**Records from a data collection:**
..........
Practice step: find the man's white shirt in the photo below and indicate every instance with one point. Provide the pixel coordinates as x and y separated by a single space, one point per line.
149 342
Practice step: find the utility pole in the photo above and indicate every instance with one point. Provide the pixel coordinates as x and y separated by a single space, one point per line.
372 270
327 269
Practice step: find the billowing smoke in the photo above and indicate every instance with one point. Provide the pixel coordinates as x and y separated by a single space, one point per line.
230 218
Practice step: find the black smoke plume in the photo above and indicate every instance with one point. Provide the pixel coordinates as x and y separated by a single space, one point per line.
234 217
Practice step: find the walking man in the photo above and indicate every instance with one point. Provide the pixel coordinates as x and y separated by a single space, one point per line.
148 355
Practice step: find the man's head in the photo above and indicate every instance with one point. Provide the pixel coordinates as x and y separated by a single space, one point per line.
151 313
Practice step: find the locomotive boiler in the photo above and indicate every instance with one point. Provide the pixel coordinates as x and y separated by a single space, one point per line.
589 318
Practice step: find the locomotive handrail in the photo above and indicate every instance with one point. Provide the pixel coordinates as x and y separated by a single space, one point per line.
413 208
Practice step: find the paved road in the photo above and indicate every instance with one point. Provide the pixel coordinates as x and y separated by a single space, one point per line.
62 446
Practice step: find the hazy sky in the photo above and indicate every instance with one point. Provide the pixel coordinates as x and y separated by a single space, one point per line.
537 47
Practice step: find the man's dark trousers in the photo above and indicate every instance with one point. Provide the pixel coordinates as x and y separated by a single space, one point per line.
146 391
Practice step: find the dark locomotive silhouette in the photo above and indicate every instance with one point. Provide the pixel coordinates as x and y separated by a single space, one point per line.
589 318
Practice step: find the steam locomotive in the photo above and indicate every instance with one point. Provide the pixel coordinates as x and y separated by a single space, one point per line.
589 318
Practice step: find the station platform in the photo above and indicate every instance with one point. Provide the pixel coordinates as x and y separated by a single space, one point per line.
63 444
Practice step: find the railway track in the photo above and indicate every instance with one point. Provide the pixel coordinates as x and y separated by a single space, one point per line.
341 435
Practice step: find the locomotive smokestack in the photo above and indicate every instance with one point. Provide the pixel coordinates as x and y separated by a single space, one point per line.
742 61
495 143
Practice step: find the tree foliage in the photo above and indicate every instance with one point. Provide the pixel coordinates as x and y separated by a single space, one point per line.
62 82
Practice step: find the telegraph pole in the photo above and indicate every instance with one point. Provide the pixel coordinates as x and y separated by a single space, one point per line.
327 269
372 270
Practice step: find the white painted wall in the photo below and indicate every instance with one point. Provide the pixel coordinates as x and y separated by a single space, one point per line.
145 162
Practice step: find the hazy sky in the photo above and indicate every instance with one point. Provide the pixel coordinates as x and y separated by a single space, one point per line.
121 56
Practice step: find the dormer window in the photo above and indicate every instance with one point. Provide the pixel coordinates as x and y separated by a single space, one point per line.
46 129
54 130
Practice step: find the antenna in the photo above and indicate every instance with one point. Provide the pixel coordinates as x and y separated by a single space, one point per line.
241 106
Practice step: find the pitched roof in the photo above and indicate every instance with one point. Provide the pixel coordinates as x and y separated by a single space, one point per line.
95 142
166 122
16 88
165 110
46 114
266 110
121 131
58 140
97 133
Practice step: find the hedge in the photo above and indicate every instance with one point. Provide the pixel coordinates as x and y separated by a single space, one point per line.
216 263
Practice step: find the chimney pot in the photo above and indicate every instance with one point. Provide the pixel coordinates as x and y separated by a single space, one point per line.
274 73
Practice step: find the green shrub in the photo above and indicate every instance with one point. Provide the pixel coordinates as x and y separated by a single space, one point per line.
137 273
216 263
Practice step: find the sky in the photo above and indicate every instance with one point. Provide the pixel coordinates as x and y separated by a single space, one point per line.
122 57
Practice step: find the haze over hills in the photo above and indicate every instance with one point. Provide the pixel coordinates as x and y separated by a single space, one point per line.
..........
**Directions:**
The full set of entries has to be duplicated precisely.

**Result below:**
Practice step: find the man's white shirt in the photo below and indicate every instance with one point. Provide the pixel coordinates as x and y separated by a single space, one point per line.
149 342
Practice step: find the utility pole in the photo above and indicate every instance with one point. Provide the pixel coordinates as x and y separated by a single space, one point per line.
372 270
327 269
Practice step: find the billowing smoke in the photo above and indicate every instance with one point. Provide the pixel coordinates as x and y separated by a single space, one point per line.
230 218
Practice step: find the black smoke plume in the photo above and indicate every instance with one point. Provide the pixel coordinates as x and y separated by a single space, one point per line.
234 217
Practice step: find the walking man in the photo above and indicate every instance with one point. Provide the pixel coordinates as x and y separated by a single space, one point per line.
148 355
Practice step: find the man's head in the photo above and indicate every instance with one point. Provide the pixel coordinates as x and y separated by a single space, one point per line.
151 313
Practice step: find the locomotive boiler in the photo above and indicate every instance with one point. Provide the pixel coordinates as x and y separated by a single space, one point per line.
589 318
Practice step: find the locomotive handrail in the photo above and indicate every instance with one point. Provide the pixel coordinates as x and y separated by a single space, one point per line.
413 208
Practice step: find the paved road in the photo above and indicate every instance with one point. Provide the pixel coordinates as x and y separated by a single space, one point per line.
62 446
Practice step: find the hazy sky in the photo above and indicate every instance with one point. Provide the pixel coordinates as x and y separated by a single space, one point per line.
537 47
Practice step: find the man's dark trousers in the photo above and indicate every instance with one point. Provide the pixel coordinates as x and y separated by a single space, one point per line.
146 391
Practice step: find the dark locomotive silhouette in the photo above and indicate every instance with one point. Provide the pixel coordinates as x and y separated by a single space, one point per line.
589 318
Practice step: find the steam locomotive in the photo above and indicate every instance with one point. Provide the pixel coordinates as x and y separated by a single space, one point per line.
589 318
Practice step: find the station platform in the photo above and indicate every instance with one point. Provide the pixel coordinates as x and y separated by a single space, one point per line.
63 444
Practice step: find the railway track in the photo above and indicate every instance with one point. Provide the pixel coordinates as x and y separated by a single space, one point per line.
341 435
Practice step: find the locomotive smokestack in the photo above and indicate every instance with one point. Provide the pixel coordinates as x and y separated by a single space, one point per line.
742 61
495 143
Practice step: find the tree foliage in the photo above and indicate every instance with one point. Provide the pixel coordinates as x and y separated by a single space, one point per line.
62 82
Practice step: find the telegraph pole in the photo above and indicate every instance with one point. Provide the pixel coordinates as x and y separated by a single space, one point per line.
327 269
372 270
Practice step: find the white painted wall in the photo below and indicate every instance with one point. Provide the pixel coordinates as x and y separated by a single space, one point per line.
145 162
Practice step: find the hazy sky in the photo above and indicate every instance with one point. Provide the pixel coordinates as x and y separated by a single space, one point per line.
121 56
Practice step: find the dormer window in the photo above and indicate every instance with one point. Provide the pixel coordinates as x and y separated by a single space, one point per line.
46 129
54 130
Practice step: find the antenna in the photo above and indicate every instance with one point. Provide the pixel coordinates as x and y separated by a single space, one point per line.
241 106
Practice step: find the pitched roof in the photo above and indicate every instance with one point. Provide the pixel coordinates as x and y separated by a single space, one point per line.
95 142
166 122
16 88
165 110
46 114
266 110
121 131
58 140
97 133
Practice step: find the hedge in the photo above and indicate every instance with one point. Provide the pixel coordinates as x and y separated by a single space, one point per line.
216 263
Practice step: find the chimney pot in the photo above and indicate every instance with one point. Provide the pixel coordinates as x and y separated by a single space, one point per line.
274 73
Practice step: find the green shrub in the photo above and indicate every instance with one point. Provide the pixel coordinates as x and y separated by a single space, one point per line.
137 273
216 263
Practice step: find the sky in the photo above and indicate every instance with one point. Provide the pixel coordinates as x and y separated by a single space, one point per line.
122 57
Practice step: find the haze over hills in the photo above and indicate every instance with one point. Provide the pixel coordinates as x and y separated by a single space, one point per line.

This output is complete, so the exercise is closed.